> [TASK INSTRUCTIONS]:
Rewrite the part of the listing that opens with the line containing "Q: Identify a point on each instance of the black" and closes with the line containing "[(59, 200), (331, 266)]", changing "Identify" to "Locate" throughout and leaving everything else as it is. Return only those lines.

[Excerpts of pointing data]
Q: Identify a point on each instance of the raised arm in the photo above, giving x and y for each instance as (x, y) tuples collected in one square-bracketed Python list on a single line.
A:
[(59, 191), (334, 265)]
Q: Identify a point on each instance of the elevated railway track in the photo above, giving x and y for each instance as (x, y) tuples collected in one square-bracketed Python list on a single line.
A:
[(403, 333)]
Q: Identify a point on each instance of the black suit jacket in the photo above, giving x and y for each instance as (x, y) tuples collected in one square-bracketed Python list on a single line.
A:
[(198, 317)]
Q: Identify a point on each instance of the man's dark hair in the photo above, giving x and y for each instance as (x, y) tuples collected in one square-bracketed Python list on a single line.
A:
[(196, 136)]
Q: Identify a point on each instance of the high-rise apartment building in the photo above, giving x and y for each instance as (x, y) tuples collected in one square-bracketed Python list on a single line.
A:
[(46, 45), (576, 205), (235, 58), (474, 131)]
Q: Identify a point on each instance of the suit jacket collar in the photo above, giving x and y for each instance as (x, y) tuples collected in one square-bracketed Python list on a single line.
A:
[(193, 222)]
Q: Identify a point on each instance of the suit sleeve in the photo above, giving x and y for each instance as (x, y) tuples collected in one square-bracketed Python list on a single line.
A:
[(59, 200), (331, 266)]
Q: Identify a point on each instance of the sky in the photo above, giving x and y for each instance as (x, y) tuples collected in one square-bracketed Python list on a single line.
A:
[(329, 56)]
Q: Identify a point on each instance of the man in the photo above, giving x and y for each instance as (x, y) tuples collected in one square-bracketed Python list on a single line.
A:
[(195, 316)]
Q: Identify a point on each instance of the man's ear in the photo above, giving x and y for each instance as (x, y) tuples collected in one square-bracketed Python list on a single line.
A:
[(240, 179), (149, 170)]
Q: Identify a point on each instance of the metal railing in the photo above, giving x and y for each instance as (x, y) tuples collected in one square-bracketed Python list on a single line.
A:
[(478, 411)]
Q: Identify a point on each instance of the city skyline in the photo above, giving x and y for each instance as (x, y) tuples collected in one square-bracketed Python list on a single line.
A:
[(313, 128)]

> [SOLVED EXERCISE]:
Q: Locate a point on each instance of the black suit jacket in the photo above, giving x and y for each instance as (x, y) tuples collected in one square-bracketed Python list on a single line.
A:
[(198, 317)]
Q: Locate a point on each instance of the man's dark hair in the photo above, giving x and y for each instance as (x, y) tuples collected in one square-bracketed Python list on a single line.
A:
[(196, 136)]
Q: Locate a point on each instance of the high-rise apartment building in the photo above, giving x and y for each instance as (x, y) tuples collected in one square-bracketed Python list on a single line.
A:
[(46, 45), (576, 205), (235, 58), (474, 131)]
Q: Locate a point on each instance of the suit jacket collar in the photo above, giving x and y for each instance as (x, y) tuples collected in one square-bracketed Python list on a single line.
A:
[(193, 222)]
Q: Locate a point on each instance of the suit sleeve in the photo above, giving x and y for each instance as (x, y) tuples collected in one square-bracketed Python list on a single line.
A:
[(59, 200), (331, 266)]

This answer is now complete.